START EXTRACT PROVIDED

Adherence to medication for the treatment of fibromyalgia (FM) is predictive of lower overall health-care costs, and thus a lower burden on both patients and providers. The objectives of this study were to examine the predictors of adherence to and persistence with duloxetine therapy among commercially insured FM patients, and to identify subgroups of patients with high duloxetine persistence and adherence.
This cross-sectional, retrospective study analyzed medical and pharmacy records over 1 year for patients in the US aged 18–64 years with FM who initiated (no prior 90-day use) duloxetine treatment in 2008.
Adherence to duloxetine was measured by medication possession ratio (MPR), with high adherence defined as MPR ≥ 0.8. Persistence was defined as the duration of therapy from the index date to the earliest of: the ending date of the last prescription, the date of the first gap of >15 days between prescriptions, or the end of the study period (12 months). Demographic and clinical predictors of adherence were examined via multiple logistic regression (MLR), and subgroups of duloxetine-persistent and -adherent patients were identified using classification and regression trees (CART).

END EXTRACT PROVIDED
START SOURCE INFORMATION

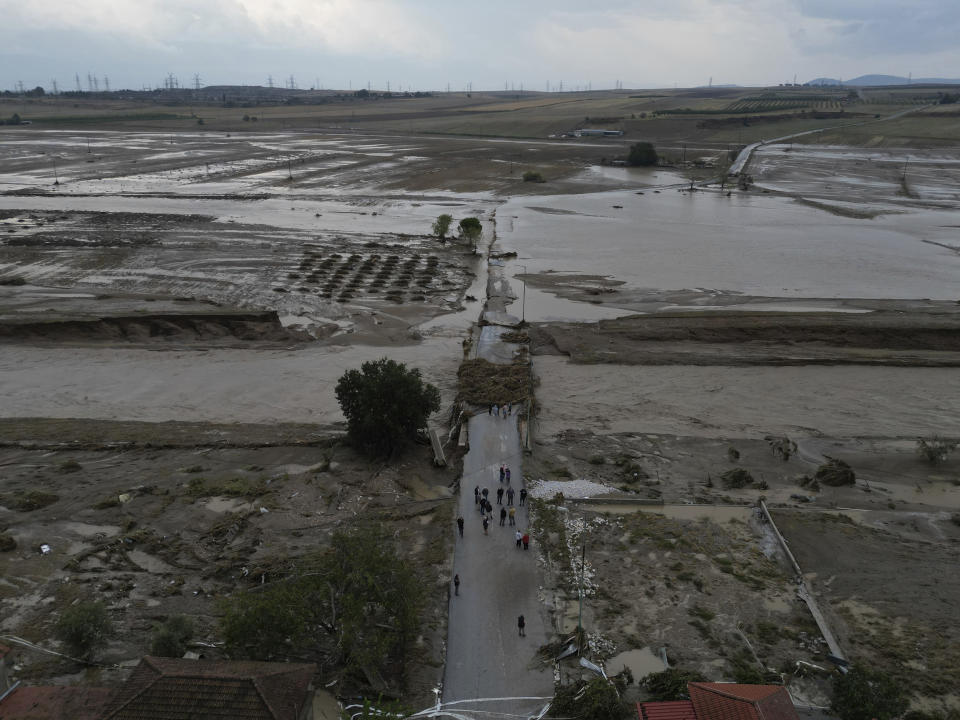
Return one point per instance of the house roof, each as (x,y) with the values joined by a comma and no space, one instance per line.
(176,689)
(733,701)
(667,710)
(54,702)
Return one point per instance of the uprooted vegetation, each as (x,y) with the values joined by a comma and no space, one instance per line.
(835,472)
(707,581)
(28,500)
(482,382)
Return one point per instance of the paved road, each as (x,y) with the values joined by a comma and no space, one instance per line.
(744,157)
(486,658)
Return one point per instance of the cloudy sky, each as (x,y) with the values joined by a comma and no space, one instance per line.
(426,44)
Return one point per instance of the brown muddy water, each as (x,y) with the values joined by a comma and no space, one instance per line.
(752,244)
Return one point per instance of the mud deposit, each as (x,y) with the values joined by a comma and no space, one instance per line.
(195,285)
(174,517)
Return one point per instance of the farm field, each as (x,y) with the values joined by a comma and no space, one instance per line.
(178,300)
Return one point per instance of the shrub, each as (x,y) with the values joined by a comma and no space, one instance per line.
(360,594)
(865,694)
(442,225)
(29,500)
(170,639)
(593,700)
(84,628)
(670,684)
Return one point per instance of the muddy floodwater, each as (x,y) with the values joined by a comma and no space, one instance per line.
(747,244)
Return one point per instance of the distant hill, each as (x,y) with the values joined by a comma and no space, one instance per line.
(878,80)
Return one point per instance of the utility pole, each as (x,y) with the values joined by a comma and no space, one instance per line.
(583,564)
(523,303)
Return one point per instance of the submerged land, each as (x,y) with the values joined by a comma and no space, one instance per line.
(178,299)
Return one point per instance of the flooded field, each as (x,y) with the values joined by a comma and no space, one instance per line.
(712,245)
(203,278)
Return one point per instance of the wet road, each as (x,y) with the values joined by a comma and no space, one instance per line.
(486,657)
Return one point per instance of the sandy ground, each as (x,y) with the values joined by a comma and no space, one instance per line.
(235,385)
(200,521)
(218,218)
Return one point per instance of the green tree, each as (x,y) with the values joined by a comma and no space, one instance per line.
(642,154)
(670,684)
(442,225)
(470,230)
(385,405)
(594,700)
(865,694)
(170,639)
(359,595)
(266,624)
(85,629)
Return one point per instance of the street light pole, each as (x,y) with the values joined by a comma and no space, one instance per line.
(523,303)
(583,563)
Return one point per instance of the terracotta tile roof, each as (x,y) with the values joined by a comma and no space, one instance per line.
(54,703)
(732,701)
(666,710)
(176,689)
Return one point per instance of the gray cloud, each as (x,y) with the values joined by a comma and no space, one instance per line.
(427,43)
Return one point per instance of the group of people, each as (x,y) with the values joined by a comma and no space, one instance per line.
(481,498)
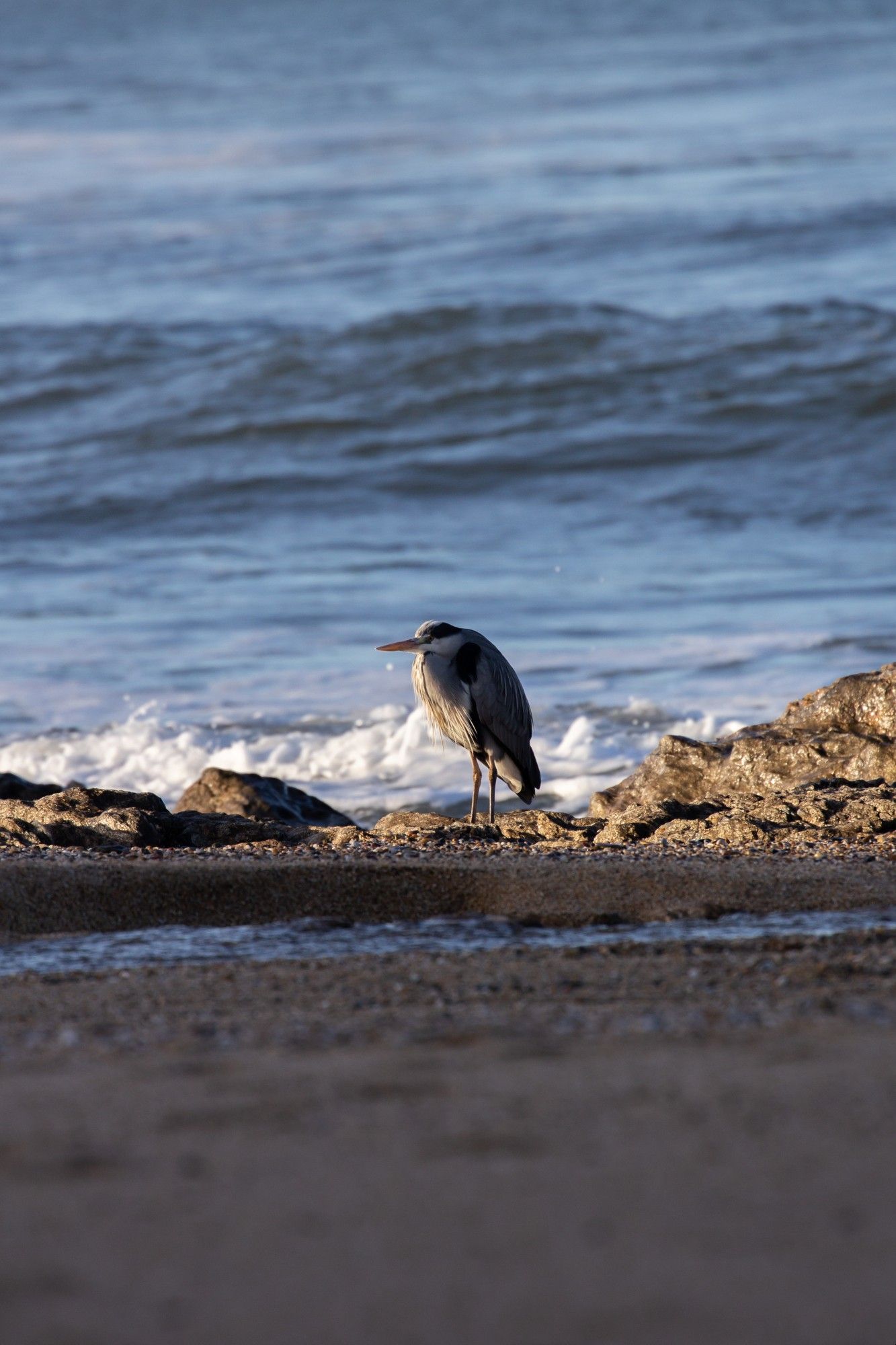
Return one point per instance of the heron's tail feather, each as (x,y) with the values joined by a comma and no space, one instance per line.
(524,778)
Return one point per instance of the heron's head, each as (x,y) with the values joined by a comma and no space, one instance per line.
(431,638)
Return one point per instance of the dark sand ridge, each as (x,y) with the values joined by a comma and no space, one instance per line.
(53,892)
(689,1145)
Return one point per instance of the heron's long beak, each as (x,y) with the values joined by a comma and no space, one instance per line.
(409,646)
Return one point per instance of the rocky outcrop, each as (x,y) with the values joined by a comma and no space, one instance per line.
(845,731)
(825,810)
(80,817)
(526,825)
(115,818)
(14,787)
(822,810)
(261,797)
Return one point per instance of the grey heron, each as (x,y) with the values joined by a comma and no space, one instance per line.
(474,697)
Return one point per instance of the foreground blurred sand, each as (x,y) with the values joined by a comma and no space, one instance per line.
(686,1144)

END SOURCE INFORMATION

PROBLEM A:
Using the duloxetine study summary, decide whether each statement agrees with it, answering yes or no and quoting the words that settle it: (i) the patients studied were 18 to 64 years old; (ii) high adherence meant an MPR of at least 0.9; (iii) a gap of more than 15 days between prescriptions could mark the end of persistence.
PROBLEM B:
Carry on the duloxetine study summary from its last sentence.
These records come from a separate source.

RESPONSE AREA A:
(i) Yes: "aged 18–64 years"
(ii) No: "high adherence defined as MPR ≥ 0.8"
(iii) Yes: "the date of the first gap of >15 days between prescriptions"

RESPONSE AREA B:
Among 4660 duloxetine patients, 33% achieved high adherence. Factors associated with high adherence from MLR included older age, North Central and Northeast regions, prior venlafaxine, pregabalin, selective serotonin reuptake inhibitor (SSRI), or other antidepressant use, or comorbid dyslipidemia or osteoarthritis (all P < 0.05). CART analysis revealed that patients with prior antidepressant use, aged ≥46, or prior osteoarthritis had higher MPR (all P < 0.05), and patients aged ≥45 with a history of SSRI, venlafaxine, or anticonvulsant use had longer duration of therapy (all P < 0.05).